[Lines of data]
◇ ◇ ◇ ◇ ◇ ◇ ◇

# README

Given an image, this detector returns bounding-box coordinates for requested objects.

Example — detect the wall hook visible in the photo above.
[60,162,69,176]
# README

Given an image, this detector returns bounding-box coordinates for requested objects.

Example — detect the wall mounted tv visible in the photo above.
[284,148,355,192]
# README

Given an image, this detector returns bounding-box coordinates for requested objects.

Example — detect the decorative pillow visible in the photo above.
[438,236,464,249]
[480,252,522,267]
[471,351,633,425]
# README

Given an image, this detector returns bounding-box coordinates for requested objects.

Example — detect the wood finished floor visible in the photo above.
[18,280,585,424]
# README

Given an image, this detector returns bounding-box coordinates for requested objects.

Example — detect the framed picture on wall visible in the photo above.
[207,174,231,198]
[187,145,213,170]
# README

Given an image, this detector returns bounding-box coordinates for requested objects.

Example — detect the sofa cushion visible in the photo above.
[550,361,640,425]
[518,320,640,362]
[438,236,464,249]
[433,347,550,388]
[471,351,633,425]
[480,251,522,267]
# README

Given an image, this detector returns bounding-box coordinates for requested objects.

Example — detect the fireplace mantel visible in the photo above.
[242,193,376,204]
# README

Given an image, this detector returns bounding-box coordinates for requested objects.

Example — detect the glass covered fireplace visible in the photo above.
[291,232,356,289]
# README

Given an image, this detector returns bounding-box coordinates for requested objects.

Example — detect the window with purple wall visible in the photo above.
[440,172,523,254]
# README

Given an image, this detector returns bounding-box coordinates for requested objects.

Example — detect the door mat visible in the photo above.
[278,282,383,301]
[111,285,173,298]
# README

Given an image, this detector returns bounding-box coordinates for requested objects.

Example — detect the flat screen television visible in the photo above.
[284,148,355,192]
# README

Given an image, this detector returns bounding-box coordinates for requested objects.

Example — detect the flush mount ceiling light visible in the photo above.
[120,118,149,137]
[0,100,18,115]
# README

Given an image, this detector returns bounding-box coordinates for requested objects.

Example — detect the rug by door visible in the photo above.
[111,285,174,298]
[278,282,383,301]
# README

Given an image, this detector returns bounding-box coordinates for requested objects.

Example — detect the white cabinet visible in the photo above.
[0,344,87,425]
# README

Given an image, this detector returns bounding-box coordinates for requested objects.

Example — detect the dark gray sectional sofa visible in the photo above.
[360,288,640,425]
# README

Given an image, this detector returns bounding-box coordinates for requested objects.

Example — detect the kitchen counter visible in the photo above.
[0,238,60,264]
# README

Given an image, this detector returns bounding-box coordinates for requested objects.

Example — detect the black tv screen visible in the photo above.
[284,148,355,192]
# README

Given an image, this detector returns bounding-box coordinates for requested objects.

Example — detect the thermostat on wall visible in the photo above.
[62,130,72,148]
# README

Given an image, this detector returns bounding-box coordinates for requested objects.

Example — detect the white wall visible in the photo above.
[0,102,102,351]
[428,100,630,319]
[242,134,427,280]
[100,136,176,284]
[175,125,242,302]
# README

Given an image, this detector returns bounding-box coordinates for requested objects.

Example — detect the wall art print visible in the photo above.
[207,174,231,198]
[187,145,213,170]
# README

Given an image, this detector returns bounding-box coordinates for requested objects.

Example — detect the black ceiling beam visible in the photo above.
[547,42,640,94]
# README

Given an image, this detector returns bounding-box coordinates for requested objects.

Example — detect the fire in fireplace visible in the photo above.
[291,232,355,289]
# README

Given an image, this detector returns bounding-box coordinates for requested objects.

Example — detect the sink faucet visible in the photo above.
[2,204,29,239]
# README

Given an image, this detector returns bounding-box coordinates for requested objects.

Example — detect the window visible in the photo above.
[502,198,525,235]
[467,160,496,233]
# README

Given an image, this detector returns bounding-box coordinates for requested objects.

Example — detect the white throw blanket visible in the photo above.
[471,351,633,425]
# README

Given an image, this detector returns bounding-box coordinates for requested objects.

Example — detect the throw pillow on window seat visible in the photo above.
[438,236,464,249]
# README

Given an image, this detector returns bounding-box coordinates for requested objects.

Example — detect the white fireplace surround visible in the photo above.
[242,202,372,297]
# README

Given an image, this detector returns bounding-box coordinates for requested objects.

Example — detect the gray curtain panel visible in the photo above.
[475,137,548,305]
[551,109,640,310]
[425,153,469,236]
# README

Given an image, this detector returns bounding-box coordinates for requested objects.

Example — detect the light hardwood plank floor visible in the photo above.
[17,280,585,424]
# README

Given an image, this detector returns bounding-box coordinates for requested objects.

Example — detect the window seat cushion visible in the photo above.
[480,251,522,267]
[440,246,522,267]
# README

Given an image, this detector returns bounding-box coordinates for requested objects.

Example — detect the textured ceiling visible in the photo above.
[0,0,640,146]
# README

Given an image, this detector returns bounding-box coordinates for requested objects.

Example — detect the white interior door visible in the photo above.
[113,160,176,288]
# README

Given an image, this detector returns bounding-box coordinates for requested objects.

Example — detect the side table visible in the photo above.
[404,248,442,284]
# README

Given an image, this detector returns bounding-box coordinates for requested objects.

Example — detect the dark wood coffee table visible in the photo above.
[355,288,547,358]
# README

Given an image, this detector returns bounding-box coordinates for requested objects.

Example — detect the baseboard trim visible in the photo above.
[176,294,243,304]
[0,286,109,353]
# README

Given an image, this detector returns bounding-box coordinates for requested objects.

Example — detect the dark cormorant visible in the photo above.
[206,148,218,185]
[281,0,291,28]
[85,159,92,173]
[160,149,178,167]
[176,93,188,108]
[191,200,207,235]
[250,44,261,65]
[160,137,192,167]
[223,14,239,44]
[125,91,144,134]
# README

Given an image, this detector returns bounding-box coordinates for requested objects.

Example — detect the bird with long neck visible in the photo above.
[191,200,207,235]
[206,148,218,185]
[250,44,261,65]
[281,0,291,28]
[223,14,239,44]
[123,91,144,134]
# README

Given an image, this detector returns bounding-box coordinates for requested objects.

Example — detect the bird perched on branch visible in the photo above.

◇ ◇ ◇ ◇ ◇ ◇ ◇

Reproduce every one of the entries above word for word, without any changes.

# README

Given an image, this detector returns bounding-box coordinates for requested objects.

Example — detect the wall hook visible in the photo above.
[60,162,69,176]
# README

Given an image, this detector returns bounding-box coordinates for requested objects.

Example — detect the wall mounted tv visible in the photo above.
[284,148,355,192]
# README

Given an image, this detector returns bounding-box coordinates for requested objects.

Example — detect the decorative pillow visible in the photo above.
[438,236,464,249]
[480,252,522,267]
[471,351,633,425]
# README

Given an image, this detector returns bounding-box coordinates for requested objects.

Example — detect the wood finished floor visible in the photo above.
[18,280,585,424]
# README

Given an image, this detector returns bounding-box coordinates for requested objects.

Example — detect the framed picture on wall visible in the photo above.
[207,174,231,198]
[187,145,213,170]
# README

Given an image, this detector returns bounding-box coordinates for requested objects.

Example — detect the sofa cushion visible in the photo above.
[550,361,640,425]
[518,320,640,362]
[438,236,464,249]
[433,347,550,388]
[471,351,633,425]
[480,251,522,267]
# README

Given an image, this detector returns bounding-box coordinates for requested objects.

Example — detect the fireplace mantel visible in the photo above.
[242,193,376,204]
# README

Given an image, this detector returns bounding-box coordinates for requested objects.

Example — detect the glass covered fireplace visible in the photo above.
[291,232,356,289]
# README

Given an image, this detector returns bounding-box coordinates for requested objects.

Example — detect the window with purple wall visible in the photo above.
[440,172,523,254]
# README

Given an image, this detector returns bounding-box coordinates for requested objects.

Example — detect the door mat visible in the photo above.
[278,282,383,301]
[111,285,173,298]
# README

Given an image, this detector returns bounding-box coordinates for requested objects.

Example — detect the flat screen television visible in the photo above.
[284,148,355,192]
# README

Given an image, this detector returns bounding-box coordinates for requested objects.

Example — detect the flush mount ceiling light visible in the photo above.
[120,118,149,137]
[0,100,18,115]
# README

Given an image, this detector returns bounding-box coordinates for requested objects.

Example — detect the rug by door visible in the photo above.
[111,285,174,298]
[278,282,383,301]
# README

Given an image, this detector returns bounding-box coordinates for requested objects.

Example — detect the white cabinet visible in the photo above.
[0,344,87,425]
# README

Given an image, this detector returns bounding-box coordinates for requested objects.

Example — detect the dark gray sectional sofa visible in the photo above.
[360,288,640,425]
# README

Given an image, this detector returns bounding-box coordinates for requested objects.

Example — detect the kitchen counter visible in the photo above.
[0,238,60,264]
# README

Given an image, this detector returns bounding-box coordinates for requested objects.

Example — detect the black tv screen visible in the photo above.
[284,148,355,192]
# README

Given an image, this detector returns bounding-box coordinates for requested objects.

Example — detect the thermostat on wall visible in the photo above.
[62,130,72,148]
# README

Given an image, this detector returns bounding-box coordinates for requested objects.

Example — detect the white wall visible in the photo above.
[0,102,102,351]
[428,100,630,319]
[242,134,427,280]
[100,136,176,284]
[175,125,242,302]
# README

Given an image, this detector returns bounding-box coordinates for requested objects.

Example — detect the wall art print visible in the photo above.
[207,174,231,198]
[187,145,213,170]
# README

Given an image, this detector returns bounding-box coordinates for requested objects.

Example — detect the black ceiling beam visible in the photo above.
[547,42,640,94]
# README

Given an image, this detector returns bounding-box coordinates for requested objects.

Example — detect the fire in fireplace visible in the photo above.
[291,232,355,289]
# README

Given an image, this detector returns bounding-box coordinates for requested objects.

Example — detect the sink faucet visible in the photo above.
[2,204,29,239]
# README

Given an image, this detector returns bounding-box coordinates for requested objects.

Example — detect the window visible in the photo above.
[502,198,525,235]
[467,160,496,233]
# README

Given an image, this detector returns bounding-box coordinates for requested objects.

Example — detect the white throw blanket visible in the photo above.
[471,351,633,425]
# README

Given an image, this detector returns bounding-box coordinates for requested objects.

Example — detect the throw pillow on window seat visible in the photo above.
[438,236,464,249]
# README

Given an image, this detector returns bounding-box coordinates for requested objects.

Example — detect the white fireplace surround visible in the photo above.
[242,202,372,297]
# README

Given an image, this detector returns bounding-box coordinates for requested objects.

Example — detect the gray curtain panel visible in the photo above.
[475,137,548,305]
[551,109,640,310]
[425,153,469,236]
# README

Given an image, this detector returns bounding-box coordinates for requested objects.

Example — detect the light hardwood plank floor visible in the photo above.
[17,280,585,424]
# README

Given an image, this detector returns bounding-box coordinates for requested objects.

Example — detect the window seat cushion visible in the photo above.
[480,251,522,267]
[440,246,522,267]
# README

Given an image, this detector returns bounding-box coordinates for requested objects.

Example — detect the textured ceiling visible in the photo above.
[0,0,640,146]
# README

Given an image, this detector returns bounding-box coordinates for requested objects.

Example — detect the white interior door visible in the photo above.
[113,160,176,288]
# README

Given an image, this detector returns bounding-box coordinates for requested objects.

Example — detect the side table visible in the photo above.
[404,248,442,284]
# README

Given an image, this detector returns bounding-box coordinates for requested objects.

Example — detect the dark wood coffee table visible in the photo above.
[355,288,547,358]
# README

Given an image, this detector returns bounding-box coordinates for requested objects.

Example — detect the baseboard trim visible in the photo above.
[176,294,243,304]
[0,286,109,353]
# README

Given an image, this detector returns bounding-box coordinates for requested objects.

Example — detect the dark cormorant visible in the photo above.
[206,148,218,185]
[281,0,291,28]
[85,159,92,173]
[160,149,178,167]
[176,93,188,108]
[191,200,207,235]
[250,44,261,65]
[160,137,192,167]
[223,14,239,44]
[125,91,144,134]
# README

Given an image, this detector returns bounding-box coordinates for requested objects.

Example — detect the bird with long neck visible in the photo above.
[191,200,207,235]
[206,148,218,185]
[250,44,261,65]
[281,0,291,28]
[223,14,239,44]
[123,91,144,134]
# README

Given an image, this detector returns bounding-box coordinates for requested objects.

Example — detect the bird perched on branch visible in the photo above.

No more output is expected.